# TEXT SEGMENT
Of course, apamin itself is a toxin—not exactly the kind of compound we want a lot of in our brains. So simply shuttling drugs with apamin was out of the question. But a team of scientists, led by the Institute for Research in Biomedicine in Barcelona’s Ernest Giralt, believed they could modify the compound, removing its toxic nature while retaining its brain-accessing abilities.

The chemical structure of MiniAp-4 (depicting its two forms). Figure courtesy of the Giralt lab
The chemical structure of MiniAp-4 (depicting its two forms). Figure courtesy of the Giralt lab

The compound the team designed—MiniAp-4—debuted by name in a 2016 paper and was presented recently at the 253rd National Meeting & Exposition of the American Chemical Society in San Fransisco. Preliminary research found this derivative of apamin improves upon the original toxin’s ability to cross the blood-brain barrier and showed it was able to ferry proteins and even nanoparticles effectively, most likely because it is actively pulled across by transport proteins. But for MiniAp-4 to have true potential as a molecular Trojan horse, what it doesn’t do is as important as what it does: it can’t be toxic or cause strong immune reactions. And results suggest that, so far, MiniAp-4 is passing those tests, too, with flying colors.

The scientists actually did something very simple to take away apamin’s toxicity: they cut off the part of the molecule responsible for it. To block calcium-dependent potassium channels, apamin pretends it’s a potassium ion using a positively-charged molecular mimic. Remove that mimic, and the compound can’t bind to the channels. And luckily for the researchers, cutting away the toxic part of the molecule didn’t affect its ability to get into the brain. They then continued to tinker with the resultant compound to make it smaller and better able to stay under the radar of our immune system.

What sets MiniAp-4 apart from other potential molecular Trojan horses is that its cyclic, ring-like structure is more resistant than linear ones to our bodies’ molecular mercenaries, proteases, which have a tendency to chop up useful peptides before they are finished doing what doctors’ intend. MiniAp-4, therefore, should last longer in the body that other promising compounds identified to date.

The next step is to really test its ability to deliver drugs. So far, MiniAp-4 has only shuttled fluorescent compounds and nanoparticles. On the horizon are studies in models and animals to determine whether MiniAp-4 can truly deliver pharmaceuticals with similar efficiency. And from there, it will still have to excel in safety trials before it could even be considered for FDA approval, including demonstrating that the compound does not provoke allergic responses in the roughly 5% of people who are allergic to bee venoms. It will be years, maybe even decades, before the compound might make it to market.

# INPUT DATA
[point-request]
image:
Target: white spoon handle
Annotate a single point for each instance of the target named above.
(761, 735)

* * *

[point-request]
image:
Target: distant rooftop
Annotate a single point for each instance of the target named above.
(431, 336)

# INSTRUCTIONS
A – Retype the MiniAp-4 text from "The scientists actually" up to and including "our immune system.".
B – List every organization or laboratory that the MiniAp-4 text names.

# PROBLEM SOLUTIONS
A –
The scientists actually did something very simple to take away apamin’s toxicity: they cut off the part of the molecule responsible for it. To block calcium-dependent potassium channels, apamin pretends it’s a potassium ion using a positively-charged molecular mimic. Remove that mimic, and the compound can’t bind to the channels. And luckily for the researchers, cutting away the toxic part of the molecule didn’t affect its ability to get into the brain. They then continued to tinker with the resultant compound to make it smaller and better able to stay under the radar of our immune system.

B –
Institute for Research in Biomedicine
Giralt lab
American Chemical Society
FDA